WHAT TO WORK ON → Exactly reproduce all the records, keeping pictures out of the copy.
** begin **
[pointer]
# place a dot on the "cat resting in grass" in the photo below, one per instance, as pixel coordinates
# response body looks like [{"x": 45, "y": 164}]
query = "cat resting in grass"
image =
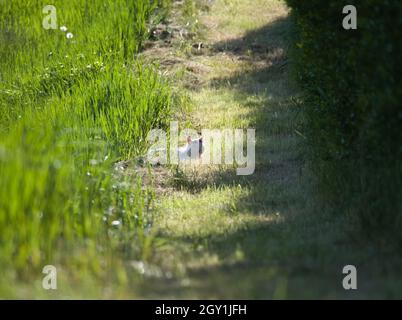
[{"x": 192, "y": 150}]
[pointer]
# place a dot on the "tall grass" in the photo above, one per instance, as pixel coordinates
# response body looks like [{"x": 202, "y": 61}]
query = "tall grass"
[{"x": 69, "y": 108}]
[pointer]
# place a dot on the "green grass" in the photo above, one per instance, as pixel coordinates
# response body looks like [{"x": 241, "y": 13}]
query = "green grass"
[{"x": 69, "y": 108}]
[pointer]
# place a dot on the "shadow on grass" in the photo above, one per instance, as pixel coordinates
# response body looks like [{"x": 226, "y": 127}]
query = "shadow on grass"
[{"x": 300, "y": 254}]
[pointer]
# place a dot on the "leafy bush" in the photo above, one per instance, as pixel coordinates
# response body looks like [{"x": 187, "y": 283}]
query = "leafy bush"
[{"x": 353, "y": 90}]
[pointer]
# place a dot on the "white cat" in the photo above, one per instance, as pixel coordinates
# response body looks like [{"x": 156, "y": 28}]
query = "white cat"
[{"x": 192, "y": 150}]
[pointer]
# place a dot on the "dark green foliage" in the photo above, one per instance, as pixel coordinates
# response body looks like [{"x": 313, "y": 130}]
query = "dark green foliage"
[{"x": 352, "y": 81}]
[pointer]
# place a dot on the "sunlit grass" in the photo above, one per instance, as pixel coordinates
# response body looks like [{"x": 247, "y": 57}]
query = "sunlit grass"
[{"x": 69, "y": 108}]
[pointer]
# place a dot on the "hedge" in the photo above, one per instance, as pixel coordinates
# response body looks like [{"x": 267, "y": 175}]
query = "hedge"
[{"x": 353, "y": 95}]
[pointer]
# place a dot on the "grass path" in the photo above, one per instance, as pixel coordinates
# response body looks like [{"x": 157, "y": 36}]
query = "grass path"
[{"x": 225, "y": 236}]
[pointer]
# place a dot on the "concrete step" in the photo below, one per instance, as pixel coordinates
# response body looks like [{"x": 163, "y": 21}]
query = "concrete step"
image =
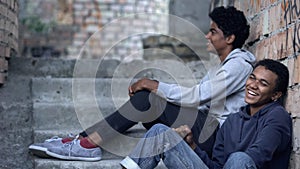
[
  {"x": 163, "y": 69},
  {"x": 103, "y": 164},
  {"x": 83, "y": 89},
  {"x": 55, "y": 116}
]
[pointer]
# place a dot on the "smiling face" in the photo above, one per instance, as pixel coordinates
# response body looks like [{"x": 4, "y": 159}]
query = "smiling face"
[{"x": 260, "y": 88}]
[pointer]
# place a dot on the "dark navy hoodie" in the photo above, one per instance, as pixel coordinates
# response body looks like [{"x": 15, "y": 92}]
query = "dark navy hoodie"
[{"x": 266, "y": 137}]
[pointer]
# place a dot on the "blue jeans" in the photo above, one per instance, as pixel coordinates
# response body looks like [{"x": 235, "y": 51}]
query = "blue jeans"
** end **
EXERCISE SOLUTION →
[pointer]
# place a dot on the "cat resting in grass" in the photo below, one per instance, as pixel coordinates
# response body looks like [{"x": 45, "y": 164}]
query = "cat resting in grass"
image =
[{"x": 192, "y": 150}]
[pointer]
# place a dot on the "tall grass" in the photo above, one per instance, as pixel coordinates
# response body looks like [{"x": 202, "y": 61}]
query = "tall grass"
[{"x": 69, "y": 108}]
[pointer]
# place a dot on the "green grass" in the photo above, one per instance, as pixel coordinates
# response body looks like [{"x": 241, "y": 13}]
query = "green grass"
[{"x": 69, "y": 108}]
[pointer]
# place a dot on the "shadow on grass" in the photo above, one per instance, as pixel coordinates
# response body looks like [{"x": 226, "y": 127}]
query = "shadow on grass"
[{"x": 300, "y": 254}]
[pointer]
# place a dot on the "leafy bush" in the photo above, one per instance, as pixel coordinates
# response body looks like [{"x": 187, "y": 283}]
query = "leafy bush"
[{"x": 353, "y": 90}]
[pointer]
# place a dot on the "white cat" in the photo above, one per instance, as pixel coordinates
# response body looks like [{"x": 156, "y": 28}]
query = "white cat"
[{"x": 192, "y": 150}]
[pointer]
# place a dot on the "dark green foliage" in the photo above, one per instance, as pixel coordinates
# response body looks like [{"x": 313, "y": 130}]
query = "dark green foliage"
[{"x": 352, "y": 81}]
[pointer]
# place a dot on the "sunlit grass" in the photo above, one per instance, as pixel coordinates
# response body looks like [{"x": 247, "y": 57}]
query = "sunlit grass"
[{"x": 69, "y": 108}]
[pointer]
# place a dot on the "hedge" in the photo above, one per instance, as pixel coordinates
# response body looks like [{"x": 267, "y": 175}]
query = "hedge"
[{"x": 353, "y": 95}]
[pointer]
# place a dot on the "grass path" in the photo above, one per instance, as pixel coordinates
# response body looks like [{"x": 157, "y": 36}]
query = "grass path"
[{"x": 225, "y": 236}]
[pointer]
# place a dot on the "concrete step" in the photo below, one per instance, as pixel coordinates
# response body looks like [{"x": 163, "y": 21}]
query = "concrete step"
image =
[
  {"x": 163, "y": 69},
  {"x": 103, "y": 164},
  {"x": 83, "y": 89},
  {"x": 55, "y": 116}
]
[pointer]
# place a dot on the "smiling face" in the photo above, one per instance, as pixel coordinates
# response body looks like [{"x": 4, "y": 159}]
query = "smiling face"
[{"x": 260, "y": 88}]
[pointer]
# place a dot on the "dark navy hoodie" in the photo above, one per instance, as pixel coordinates
# response body looks like [{"x": 15, "y": 92}]
query = "dark navy hoodie"
[{"x": 266, "y": 137}]
[pointer]
# place a dot on the "blue jeans" in the photo above, one per instance, as pixel coordinates
# response body looks like [{"x": 235, "y": 51}]
query = "blue jeans"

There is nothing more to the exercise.